[ИЗВЛЕЧЁННЫЙ ТЕКСТ]
Письма, 1926-1969 - стр. 10
Столь различные подходы тем не менее привели обоих к единому горизонту взглядов. Они сходились в том, что любая философия имеет политические последствия и потому считается одним из условий существования политики, укрепляющим положение философии в реальной политической жизни. Отсюда возникает и представление о социальной задаче философии: очистить символический мир, уничтожить идеологии и любые формы магии, поскольку они, вне зависимости от своей природы, принципиально ограничивают возможности разумной политики, и в то же время в отношении реальной политики побороть все состояния, препятствующие свободному развитию мысли. Основополагающей была мечта о «политической свободе» (328) в сочетании с мечтой о справедливости. И философия, и политическая теория в независимости мышления должны выполнять эти требования и, опираясь на них, понимать историю и традицию, подвергать настоящее критике и закладывать основу для будущего. В основе конкретных суждений лежал разный жизненный опыт. Решающим политическим событием в жизни Ясперса был тоталитаризм Третьего рейха, перед глазами Арендт все время был пример «противоречия целой страны – политическая свобода в сочетании с общественным рабством» (34). Это нередко приводило к серьезным историко-философским разногласиям. Очевиднее всего это доказывают письма о Марксе, «охваченном страстным чувством справедливости» (106), которого Арендт на протяжении долгого времени высоко ценила, в то время как Ясперс всю жизнь видел в нем исключительно воплощение философско-политического зла. В подобных исторических спорах Арендт зачастую принимала позицию Ясперса, не ради поддержания мира, но потому, что конкретные знания Ясперса были точнее в деталях и в то же время обширнее. Его справедливые суждения об Энгельсе и его поздняя симпатия к Розе Люксембург доказывают, что его критика в адрес Маркса была не просто идеологической критикой вражеского лагеря.
[/ИЗВЛЕЧЁННЫЙ ТЕКСТ]
[ИСХОДНЫЕ ДАННЫЕ]
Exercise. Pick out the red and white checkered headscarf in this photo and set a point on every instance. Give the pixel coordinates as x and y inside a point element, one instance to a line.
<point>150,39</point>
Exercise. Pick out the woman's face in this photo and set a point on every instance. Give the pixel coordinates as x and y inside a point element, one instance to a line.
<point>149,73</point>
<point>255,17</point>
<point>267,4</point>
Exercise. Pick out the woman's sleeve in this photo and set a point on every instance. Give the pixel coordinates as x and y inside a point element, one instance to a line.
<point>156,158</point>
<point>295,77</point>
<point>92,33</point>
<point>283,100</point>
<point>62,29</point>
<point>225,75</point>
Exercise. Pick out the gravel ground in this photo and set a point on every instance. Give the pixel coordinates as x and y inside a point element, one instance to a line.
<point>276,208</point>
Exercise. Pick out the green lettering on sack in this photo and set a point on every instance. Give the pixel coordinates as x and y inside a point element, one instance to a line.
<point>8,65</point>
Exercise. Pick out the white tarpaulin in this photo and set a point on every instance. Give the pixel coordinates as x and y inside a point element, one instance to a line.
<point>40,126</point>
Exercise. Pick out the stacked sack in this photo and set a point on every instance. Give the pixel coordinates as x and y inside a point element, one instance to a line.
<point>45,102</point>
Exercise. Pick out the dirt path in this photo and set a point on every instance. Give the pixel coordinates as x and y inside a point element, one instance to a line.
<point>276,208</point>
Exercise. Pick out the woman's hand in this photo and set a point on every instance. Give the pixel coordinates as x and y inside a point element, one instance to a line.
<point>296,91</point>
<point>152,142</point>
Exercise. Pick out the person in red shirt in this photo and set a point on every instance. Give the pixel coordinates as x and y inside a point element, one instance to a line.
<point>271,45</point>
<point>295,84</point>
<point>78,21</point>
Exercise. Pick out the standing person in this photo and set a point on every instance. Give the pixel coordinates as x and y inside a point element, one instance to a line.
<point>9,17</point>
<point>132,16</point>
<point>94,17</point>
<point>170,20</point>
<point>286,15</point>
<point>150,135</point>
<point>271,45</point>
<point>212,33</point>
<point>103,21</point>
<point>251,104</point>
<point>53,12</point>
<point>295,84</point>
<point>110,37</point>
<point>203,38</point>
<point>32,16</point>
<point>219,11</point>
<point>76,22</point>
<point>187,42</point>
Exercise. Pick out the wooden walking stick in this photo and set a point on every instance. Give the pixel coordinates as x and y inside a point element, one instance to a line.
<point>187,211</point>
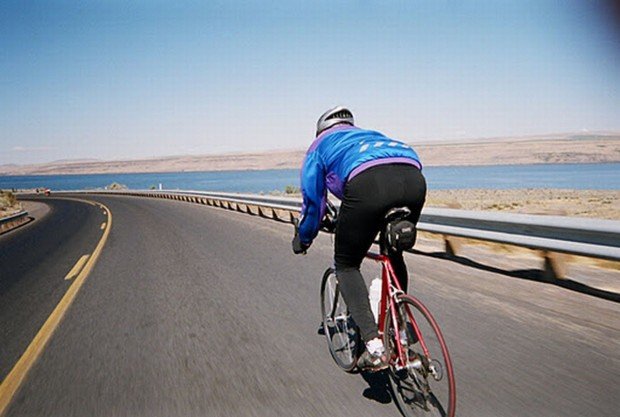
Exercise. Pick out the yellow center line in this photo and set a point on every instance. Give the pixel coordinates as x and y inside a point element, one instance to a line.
<point>77,267</point>
<point>15,378</point>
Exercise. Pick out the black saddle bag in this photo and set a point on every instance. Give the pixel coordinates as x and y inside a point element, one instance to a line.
<point>400,235</point>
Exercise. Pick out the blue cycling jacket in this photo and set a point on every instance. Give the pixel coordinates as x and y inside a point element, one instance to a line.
<point>337,155</point>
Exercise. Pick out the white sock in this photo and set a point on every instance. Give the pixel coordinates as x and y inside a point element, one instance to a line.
<point>375,347</point>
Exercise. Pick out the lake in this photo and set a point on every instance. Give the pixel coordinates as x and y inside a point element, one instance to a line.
<point>571,176</point>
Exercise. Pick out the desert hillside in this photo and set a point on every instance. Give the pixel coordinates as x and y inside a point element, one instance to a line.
<point>498,151</point>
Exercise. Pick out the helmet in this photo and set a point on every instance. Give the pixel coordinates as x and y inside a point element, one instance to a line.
<point>332,117</point>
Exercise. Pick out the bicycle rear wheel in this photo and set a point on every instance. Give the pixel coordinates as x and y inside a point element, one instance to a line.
<point>424,385</point>
<point>343,337</point>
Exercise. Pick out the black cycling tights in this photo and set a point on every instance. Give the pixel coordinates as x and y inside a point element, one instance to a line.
<point>367,198</point>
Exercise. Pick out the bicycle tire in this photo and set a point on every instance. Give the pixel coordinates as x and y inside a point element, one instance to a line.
<point>415,390</point>
<point>341,332</point>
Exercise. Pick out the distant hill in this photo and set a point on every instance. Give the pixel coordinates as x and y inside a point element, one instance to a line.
<point>559,148</point>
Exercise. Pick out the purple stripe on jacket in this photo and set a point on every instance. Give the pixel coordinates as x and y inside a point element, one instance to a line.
<point>383,161</point>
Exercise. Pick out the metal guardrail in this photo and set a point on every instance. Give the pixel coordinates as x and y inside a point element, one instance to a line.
<point>14,220</point>
<point>570,235</point>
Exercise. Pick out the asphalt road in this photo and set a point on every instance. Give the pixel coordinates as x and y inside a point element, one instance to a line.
<point>198,311</point>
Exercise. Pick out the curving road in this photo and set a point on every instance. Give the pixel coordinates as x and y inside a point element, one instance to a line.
<point>194,311</point>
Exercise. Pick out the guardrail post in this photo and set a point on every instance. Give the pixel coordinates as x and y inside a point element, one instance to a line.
[/ИСХОДНЫЕ ДАННЫЕ]
→ **ЧТО НУЖНО СДЕЛАТЬ**:
(a) Ответьте по тексту о взглядах Арендт и Ясперса:
(i) С какой мечтой сочеталась мечта о «политической свободе»?
(ii) Что было решающим политическим событием в жизни Ясперса?
(iii) Почему в исторических спорах Арендт зачастую принимала позицию Ясперса?
(b) Допишите следующую часть текста о взглядах Арендт и Ясперса.

→ **РЕЗУЛЬТАТЫ УПРАЖНЕНИЯ**:
(a)
(i) С мечтой о справедливости.
(ii) Тоталитаризм Третьего рейха.
(iii) Конкретные знания Ясперса были точнее в деталях и в то же время обширнее.

(b)
Ни Ясперс, ни Арендт не видели выдающихся философов среди современников. Со времен парижской эмиграции Арендт выше других ценила Камю, чуть меньше Сартра, который казался ей слишком литературным. Она презирала Адорно, которого упрекала в попытках снискать расположение нацистов, но на протяжении всей жизни испытывала дружескую склонность к Вальтеру Беньямину. Ясперс разорвал связи со всеми выдающимися философами-современниками – некоторые порвали с ним. В поздние годы он читал фрагменты их работ, но никогда не погружался в их изучение, за исключением Хайдеггера. Для обоих тот был болезненным воспоминанием. Отчасти это доказывают некоторые откровенно непреклонные суждения. Сразу после войны смягчить их старался Ясперс, позже – Арендт. В конце концов она нашла путь к примирению, Ясперсу это так и не удалось.